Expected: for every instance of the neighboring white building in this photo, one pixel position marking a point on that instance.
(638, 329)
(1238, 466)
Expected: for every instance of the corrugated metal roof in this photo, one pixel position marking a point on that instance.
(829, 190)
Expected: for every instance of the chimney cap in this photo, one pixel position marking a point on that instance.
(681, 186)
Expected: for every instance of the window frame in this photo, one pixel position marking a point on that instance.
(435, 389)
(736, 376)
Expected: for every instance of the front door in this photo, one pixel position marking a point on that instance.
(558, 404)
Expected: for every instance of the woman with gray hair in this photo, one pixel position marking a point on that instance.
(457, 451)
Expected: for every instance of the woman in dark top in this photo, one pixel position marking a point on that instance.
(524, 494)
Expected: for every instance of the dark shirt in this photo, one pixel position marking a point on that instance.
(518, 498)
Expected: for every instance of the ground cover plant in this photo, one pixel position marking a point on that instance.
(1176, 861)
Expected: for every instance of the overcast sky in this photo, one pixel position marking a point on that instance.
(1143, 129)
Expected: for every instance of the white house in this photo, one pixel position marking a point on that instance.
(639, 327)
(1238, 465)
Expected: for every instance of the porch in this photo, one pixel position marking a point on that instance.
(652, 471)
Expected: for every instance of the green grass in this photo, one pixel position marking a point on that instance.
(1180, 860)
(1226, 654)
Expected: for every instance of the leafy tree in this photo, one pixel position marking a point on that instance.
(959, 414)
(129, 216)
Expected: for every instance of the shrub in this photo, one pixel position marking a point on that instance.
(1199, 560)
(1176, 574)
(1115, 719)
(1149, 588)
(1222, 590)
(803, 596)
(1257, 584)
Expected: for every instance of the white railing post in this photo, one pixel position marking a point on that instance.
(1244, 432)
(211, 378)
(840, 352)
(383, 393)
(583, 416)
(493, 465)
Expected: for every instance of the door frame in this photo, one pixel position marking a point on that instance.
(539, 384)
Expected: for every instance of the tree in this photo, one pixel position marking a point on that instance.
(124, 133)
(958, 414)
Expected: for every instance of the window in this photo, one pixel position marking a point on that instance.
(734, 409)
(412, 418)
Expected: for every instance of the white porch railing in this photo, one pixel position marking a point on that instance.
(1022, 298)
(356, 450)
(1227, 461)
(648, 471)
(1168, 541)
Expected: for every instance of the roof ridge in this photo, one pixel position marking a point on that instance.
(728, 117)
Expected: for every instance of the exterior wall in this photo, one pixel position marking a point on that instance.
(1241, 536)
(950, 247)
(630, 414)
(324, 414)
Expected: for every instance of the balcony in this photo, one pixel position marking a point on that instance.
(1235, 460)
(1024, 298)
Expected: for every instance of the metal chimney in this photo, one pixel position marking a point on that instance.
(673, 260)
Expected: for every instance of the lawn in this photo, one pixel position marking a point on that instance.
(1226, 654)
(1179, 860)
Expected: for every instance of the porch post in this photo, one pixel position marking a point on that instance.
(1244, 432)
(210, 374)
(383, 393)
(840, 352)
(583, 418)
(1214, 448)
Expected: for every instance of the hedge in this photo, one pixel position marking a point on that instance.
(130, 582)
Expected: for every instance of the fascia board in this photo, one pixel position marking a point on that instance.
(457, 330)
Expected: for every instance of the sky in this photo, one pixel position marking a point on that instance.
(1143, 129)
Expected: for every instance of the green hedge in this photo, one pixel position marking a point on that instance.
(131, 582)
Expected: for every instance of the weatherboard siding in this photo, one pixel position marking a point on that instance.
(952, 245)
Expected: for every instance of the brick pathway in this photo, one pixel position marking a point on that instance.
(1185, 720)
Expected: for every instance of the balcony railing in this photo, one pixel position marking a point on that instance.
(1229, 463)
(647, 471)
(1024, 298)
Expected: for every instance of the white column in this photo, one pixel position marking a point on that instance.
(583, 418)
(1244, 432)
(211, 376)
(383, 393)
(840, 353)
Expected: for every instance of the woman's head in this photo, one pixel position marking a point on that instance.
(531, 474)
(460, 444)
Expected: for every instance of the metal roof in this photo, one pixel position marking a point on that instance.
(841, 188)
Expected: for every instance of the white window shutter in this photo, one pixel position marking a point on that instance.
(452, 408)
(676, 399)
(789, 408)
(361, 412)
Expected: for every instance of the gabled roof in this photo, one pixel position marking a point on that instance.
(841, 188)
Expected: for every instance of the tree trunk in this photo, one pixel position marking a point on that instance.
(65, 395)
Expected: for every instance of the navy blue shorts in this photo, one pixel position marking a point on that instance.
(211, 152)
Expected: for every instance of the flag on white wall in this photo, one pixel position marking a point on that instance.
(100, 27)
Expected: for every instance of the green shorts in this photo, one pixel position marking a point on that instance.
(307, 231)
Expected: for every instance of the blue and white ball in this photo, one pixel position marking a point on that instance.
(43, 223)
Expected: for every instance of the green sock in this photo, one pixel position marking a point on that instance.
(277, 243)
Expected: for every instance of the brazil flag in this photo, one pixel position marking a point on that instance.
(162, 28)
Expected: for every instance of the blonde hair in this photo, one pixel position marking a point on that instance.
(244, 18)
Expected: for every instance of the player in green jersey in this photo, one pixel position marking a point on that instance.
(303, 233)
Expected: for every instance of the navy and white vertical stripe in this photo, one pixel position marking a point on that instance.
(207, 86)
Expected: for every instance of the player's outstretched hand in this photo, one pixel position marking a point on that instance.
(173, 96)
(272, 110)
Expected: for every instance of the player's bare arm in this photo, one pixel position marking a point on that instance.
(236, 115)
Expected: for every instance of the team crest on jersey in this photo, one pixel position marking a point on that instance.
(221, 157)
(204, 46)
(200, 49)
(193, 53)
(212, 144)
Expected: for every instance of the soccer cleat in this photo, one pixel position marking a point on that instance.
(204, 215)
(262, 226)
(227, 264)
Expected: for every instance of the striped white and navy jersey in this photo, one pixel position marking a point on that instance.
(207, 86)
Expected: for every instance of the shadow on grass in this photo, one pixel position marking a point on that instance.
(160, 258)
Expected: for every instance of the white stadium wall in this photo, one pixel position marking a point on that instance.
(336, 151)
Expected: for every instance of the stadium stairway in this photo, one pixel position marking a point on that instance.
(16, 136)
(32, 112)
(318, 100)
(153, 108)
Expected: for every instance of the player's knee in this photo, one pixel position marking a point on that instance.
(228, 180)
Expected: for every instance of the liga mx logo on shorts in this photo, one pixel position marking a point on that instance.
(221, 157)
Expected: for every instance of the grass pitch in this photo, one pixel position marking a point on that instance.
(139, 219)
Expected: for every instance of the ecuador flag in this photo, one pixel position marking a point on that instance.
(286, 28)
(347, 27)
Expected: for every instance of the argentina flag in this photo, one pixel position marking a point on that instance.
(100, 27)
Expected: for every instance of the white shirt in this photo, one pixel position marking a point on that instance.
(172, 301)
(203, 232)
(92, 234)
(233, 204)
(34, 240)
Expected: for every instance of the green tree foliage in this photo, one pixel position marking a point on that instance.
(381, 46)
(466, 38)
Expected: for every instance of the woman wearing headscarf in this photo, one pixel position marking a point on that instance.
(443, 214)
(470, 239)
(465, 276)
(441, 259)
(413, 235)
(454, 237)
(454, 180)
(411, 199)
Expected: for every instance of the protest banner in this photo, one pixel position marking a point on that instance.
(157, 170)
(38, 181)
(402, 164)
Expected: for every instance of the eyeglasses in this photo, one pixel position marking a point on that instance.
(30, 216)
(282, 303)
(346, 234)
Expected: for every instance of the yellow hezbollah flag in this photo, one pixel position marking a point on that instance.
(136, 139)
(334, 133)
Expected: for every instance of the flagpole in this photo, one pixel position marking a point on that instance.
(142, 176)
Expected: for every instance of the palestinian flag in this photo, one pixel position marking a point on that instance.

- - - -

**Problem:** Write every line of the entries again, word for word.

**Task response:**
Expected: for every instance of the neighboring white building in this photo, one pixel position marking a point on that instance.
(638, 329)
(1238, 466)
Expected: for every instance of the corrugated metal roof in this photo, one pixel position marking a point on that instance.
(829, 190)
Expected: for every instance of the chimney cap in this photo, one pixel position marking a point on that instance.
(681, 186)
Expected: for every instance of the window frame in this photo, one pixel position marking a point on that instance.
(435, 389)
(736, 376)
Expected: for every instance of the front door in this photo, one pixel position marking a point on that instance.
(558, 404)
Expected: for every instance of the woman with gray hair in this photo, one pixel position marking a point on that instance.
(457, 451)
Expected: for every instance of the woman in dark top in this photo, one pixel position marking a point on that instance.
(524, 494)
Expected: for every instance of the dark shirt in this photo, one pixel position marking a point on that instance.
(518, 498)
Expected: for every instance of the ground cover plant in this photo, one pixel position marking a point on that instance.
(1176, 861)
Expected: for every instance of the overcast sky in this photo, one pixel position marking a point on that instance.
(1143, 129)
Expected: for every instance of the white house in this photo, one pixel position marking a point on that instance.
(639, 327)
(1238, 465)
Expected: for every instance of the porch in this photo, one pixel position marking a point on that instance.
(652, 471)
Expected: for every instance of the green grass in this photo, one pixel position marking a point on that instance.
(1180, 860)
(1226, 654)
Expected: for every instance of the leafy tree in this photo, one pixel position marking a point on that instance.
(959, 414)
(129, 216)
Expected: for every instance of the shrub in this photo, one pixel position marking a point on that instance.
(1199, 560)
(1176, 574)
(1115, 719)
(1149, 588)
(1222, 590)
(803, 596)
(1257, 584)
Expected: for every instance of the white railing post in this photo, one pixel position marking a point on that instance.
(1244, 432)
(211, 378)
(840, 352)
(383, 393)
(583, 416)
(493, 465)
Expected: for every instance of the door frame in this photo, one pixel position marking a point on that instance.
(539, 384)
Expected: for every instance of the tree in this photo, one pixel position marking a point on that instance.
(124, 133)
(958, 414)
Expected: for every instance of the window in this photo, one pixel position marking a point on that instance.
(734, 409)
(412, 418)
Expected: for every instance of the white porch railing in this photo, one pixel position marking a point on that instance.
(1022, 298)
(356, 450)
(1227, 461)
(648, 471)
(1168, 541)
Expected: for every instance of the roof ridge in this photo, one pixel position marking a point on that instance.
(728, 117)
Expected: for every instance of the exterior wall in this photo, one pixel position marking a point on that instance.
(1241, 536)
(950, 247)
(630, 414)
(324, 414)
Expected: for every instance of the balcony in this photo, one pixel position marking a point on that instance.
(1235, 460)
(1024, 298)
Expected: for every instance of the metal chimney in this photo, one pixel position marking a point on that instance.
(673, 260)
Expected: for every instance of the lawn in this photo, one pixel position marking a point on that instance.
(1226, 654)
(1179, 860)
Expected: for every instance of the porch post in this photo, one pixel position marking a point on that instance.
(1244, 432)
(210, 374)
(383, 393)
(840, 352)
(583, 418)
(1214, 448)
Expected: for every instance of the hedge in this photo, one pixel position marking a point on that instance.
(130, 582)
Expected: for every instance of the fascia board in this photo, one pixel position marking a point on that instance.
(457, 330)
Expected: for every instance of the sky in this photo, one pixel position marking a point on that instance.
(1143, 129)
Expected: for every instance of the green hedge in this photo, one pixel position marking a point on that instance.
(131, 582)
Expected: for every instance of the weatherboard siding in this photo, one pixel position marking a point on that instance.
(952, 245)
Expected: for every instance of the brick pathway in this photo, one pixel position marking a point on that instance.
(1185, 720)
Expected: for every instance of the balcony railing in this photo, one pixel position marking a point on that instance.
(1229, 463)
(647, 471)
(1024, 298)
Expected: for every instance of the white column in this photo, one pixel position marking a point on that instance.
(583, 418)
(1244, 432)
(211, 376)
(383, 393)
(840, 353)
Expected: for every instance of the woman's head in this photo, one pixel position marking a point on that instance.
(531, 474)
(460, 444)
Expected: for every instance of the metal roof in this photo, one pixel position marking a point on that instance.
(841, 188)
Expected: for every instance of the white window shutter in this photo, one pixel position marking a point on that instance.
(452, 408)
(676, 399)
(789, 408)
(361, 412)
Expected: for every instance of the gabled roof in this photo, one pixel position marking a point on that instance.
(841, 188)
Expected: for every instance of the tree trunk in this photo, one pixel position marking a point on that instance.
(65, 395)
Expected: for every instance of the navy blue shorts in this photo, one pixel position marking a point on that instance.
(211, 152)
Expected: for every instance of the flag on white wall in this photo, one pixel position marking a point on that instance.
(100, 27)
Expected: for every instance of the green shorts in this photo, one pixel position marking a point on that instance.
(307, 231)
Expected: for every instance of the blue and white ball in this photo, one pixel position marking a point on that instance.
(43, 223)
Expected: for every instance of the green sock in this photo, one pixel position marking a point on that instance.
(277, 243)
Expected: for every instance of the brazil flag in this photo, one pixel position marking a point on that instance.
(162, 28)
Expected: for every instance of the blonde hair in this photo, one pixel position marking a point on that instance.
(244, 18)
Expected: for every instance of the player in green jersey in this photo, one pixel position marking a point on that instance.
(303, 233)
Expected: for every instance of the navy and white vertical stripe in this photo, one pixel position marking a point on that instance.
(207, 86)
Expected: for every instance of the player's outstretched hand in this photo, one pixel position marking a point on that instance.
(173, 96)
(272, 110)
Expected: for every instance of the player's bare arm in this photo, one pixel position marking a point on that instance.
(236, 115)
Expected: for every instance of the team crest on jersey in this photo, one pixel position marking a point on that instance.
(221, 157)
(204, 46)
(200, 49)
(193, 53)
(212, 144)
Expected: for every instance of the soccer cleat in this photo, one pixel position marking a point on that instance.
(204, 215)
(262, 226)
(227, 264)
Expected: for every instance of the striped white and navy jersey in this photo, one pixel position marking a point on that instance.
(207, 86)
Expected: for every instance of the shadow on grass in this photo, one pixel position marking a point on that instance.
(160, 258)
Expected: for every instance of the white stadium wall in this photo, one pixel position marking a point on that instance.
(336, 151)
Expected: for every instance of the stadium stairway in this photo, one pixel position marking a point on that instance.
(16, 136)
(32, 112)
(318, 100)
(153, 108)
Expected: for every instance of the player's knee in this photo, one pixel position marking a point on that instance.
(228, 180)
Expected: for every instance of the liga mx logo on shorts in this photo, one pixel position marking a point on that instance.
(221, 157)
Expected: for every instance of the grass pitch in this photo, one pixel position marking a point on that instance.
(139, 219)
Expected: for every instance of the ecuador flag in this photo, one pixel position marking a point on that instance.
(286, 28)
(347, 27)
Expected: for every instance of the argentina flag in this photo, one pixel position marking a point on that instance.
(100, 27)
Expected: for every instance of the white shirt in this photo, one pixel position marking a point on that instance.
(172, 301)
(203, 232)
(92, 234)
(233, 204)
(34, 240)
Expected: for every instance of the green tree foliage in this photo, one pixel position marking a point on that instance.
(381, 46)
(466, 38)
Expected: for every instance of the woman wearing headscarf in this photo, one pixel position marking a point on that instance.
(443, 214)
(470, 239)
(465, 276)
(441, 259)
(413, 235)
(454, 237)
(454, 180)
(411, 199)
Expected: for every instance of the protest banner in this photo, one pixel position marking a point on that instance.
(157, 170)
(38, 181)
(402, 164)
Expected: for every instance of the eyeglasses in this photo, one pixel position marking a point on that instance.
(30, 216)
(282, 303)
(346, 234)
Expected: for every instance of the yellow hezbollah flag in this photo, one pixel position marking a point on that instance.
(136, 139)
(334, 133)
Expected: for every instance of the flagpole in this photo, one pixel position marking a point on that instance.
(142, 176)
Expected: for every instance of the palestinian flag in this photo, one pixel position marking a point on that instance.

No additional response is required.